The sheer logistical challenges of carefully tracking each student’s achievement data to make sure that he or she is in the right spot based on ability is something teachers at Lincoln Elementary in Illinois have grappled with. In fact, even just making sure teachers’ schedules line up in a way that makes multi-age grouping possible has been tough.

Morgan Peterson, who teaches a 1st grade of both English and Spanish speakers, said that she was paired last year with the kindergarten teacher next door. By the end of the year, she said, a handful of kindergartners were meeting regularly with her students for reading group. And some of her 1st grade students went down to the kindergarten for extra help.

The arrangement seemed to benefit those students, but there were still plenty of bumps. “There’s some misalignment of the curriculum,” Peterson said. “In 1st grade, we are working on writing words and writing sentences. And kindergarten is working on writing letters. It’s a huge difference; there’s a big gap.”

-=-=-=-=-

## STATED GOAL 1
Count the lines in the listing that contain the string "fuselage", treating case as significant, and give only that number.
The text and the listing that follows it are separate material.

## SUPPLIED DATA
-=-=-=-=-

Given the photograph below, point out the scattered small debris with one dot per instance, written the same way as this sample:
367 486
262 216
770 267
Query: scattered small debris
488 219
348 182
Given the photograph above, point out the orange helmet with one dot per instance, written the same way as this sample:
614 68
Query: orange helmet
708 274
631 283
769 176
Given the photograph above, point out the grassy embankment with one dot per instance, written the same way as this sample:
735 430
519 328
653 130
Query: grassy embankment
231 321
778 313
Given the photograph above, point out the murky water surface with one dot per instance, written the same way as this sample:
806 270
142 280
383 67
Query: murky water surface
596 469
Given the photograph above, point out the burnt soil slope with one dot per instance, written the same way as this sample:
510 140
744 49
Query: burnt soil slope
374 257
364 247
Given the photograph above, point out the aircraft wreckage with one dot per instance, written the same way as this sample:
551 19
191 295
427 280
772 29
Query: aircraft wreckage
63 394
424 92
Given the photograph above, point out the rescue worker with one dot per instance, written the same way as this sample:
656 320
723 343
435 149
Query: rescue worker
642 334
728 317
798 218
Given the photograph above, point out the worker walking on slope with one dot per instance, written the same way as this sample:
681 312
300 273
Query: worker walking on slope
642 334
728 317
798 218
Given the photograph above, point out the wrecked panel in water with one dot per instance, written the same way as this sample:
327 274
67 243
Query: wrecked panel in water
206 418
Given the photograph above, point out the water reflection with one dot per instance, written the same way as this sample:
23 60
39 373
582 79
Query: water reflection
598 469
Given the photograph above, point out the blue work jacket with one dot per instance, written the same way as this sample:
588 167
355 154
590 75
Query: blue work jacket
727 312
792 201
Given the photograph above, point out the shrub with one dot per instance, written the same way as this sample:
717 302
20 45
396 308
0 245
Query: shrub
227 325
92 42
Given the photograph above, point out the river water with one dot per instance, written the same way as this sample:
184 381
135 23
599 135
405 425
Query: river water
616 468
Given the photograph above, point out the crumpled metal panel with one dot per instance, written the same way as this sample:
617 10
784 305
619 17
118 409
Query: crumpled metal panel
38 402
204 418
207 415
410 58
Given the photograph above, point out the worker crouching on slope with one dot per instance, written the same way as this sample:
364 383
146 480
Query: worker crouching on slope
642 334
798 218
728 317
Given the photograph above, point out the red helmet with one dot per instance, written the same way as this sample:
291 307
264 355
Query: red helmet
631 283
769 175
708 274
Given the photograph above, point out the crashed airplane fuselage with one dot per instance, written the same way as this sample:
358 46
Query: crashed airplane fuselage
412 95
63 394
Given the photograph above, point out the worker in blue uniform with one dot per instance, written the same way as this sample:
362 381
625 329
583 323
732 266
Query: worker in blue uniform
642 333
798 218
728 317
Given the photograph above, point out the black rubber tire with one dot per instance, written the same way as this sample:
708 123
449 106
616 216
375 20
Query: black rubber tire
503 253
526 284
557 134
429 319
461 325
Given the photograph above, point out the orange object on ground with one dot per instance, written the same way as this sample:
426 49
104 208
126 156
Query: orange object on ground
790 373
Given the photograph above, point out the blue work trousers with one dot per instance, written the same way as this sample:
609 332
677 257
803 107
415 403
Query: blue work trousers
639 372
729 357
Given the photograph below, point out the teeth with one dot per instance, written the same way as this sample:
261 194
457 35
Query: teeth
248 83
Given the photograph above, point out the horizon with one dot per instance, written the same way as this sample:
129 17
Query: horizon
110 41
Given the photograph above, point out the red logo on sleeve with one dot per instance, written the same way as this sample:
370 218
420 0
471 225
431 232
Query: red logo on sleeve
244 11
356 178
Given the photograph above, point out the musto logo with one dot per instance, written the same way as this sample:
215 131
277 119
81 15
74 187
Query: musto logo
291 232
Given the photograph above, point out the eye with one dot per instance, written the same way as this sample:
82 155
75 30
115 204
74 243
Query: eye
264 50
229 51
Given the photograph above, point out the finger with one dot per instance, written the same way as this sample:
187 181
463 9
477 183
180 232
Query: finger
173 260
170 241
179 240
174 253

-=-=-=-=-

## STATED GOAL 2
For the passage on multi-age grouping, say whether each statement agrees with it, answering yes or no and quoting the deciding words: (a) Peterson teaches a 1st grade of both English and Spanish speakers; (b) last year Peterson was paired with a 2nd grade teacher; (c) the kindergarten is working on writing sentences.

## EXPECTED ANSWER 1
2

## EXPECTED ANSWER 2
(a) Yes: "who teaches a 1st grade of both English and Spanish speakers"
(b) No: "she was paired last year with the kindergarten teacher next door"
(c) No: "And kindergarten is working on writing letters."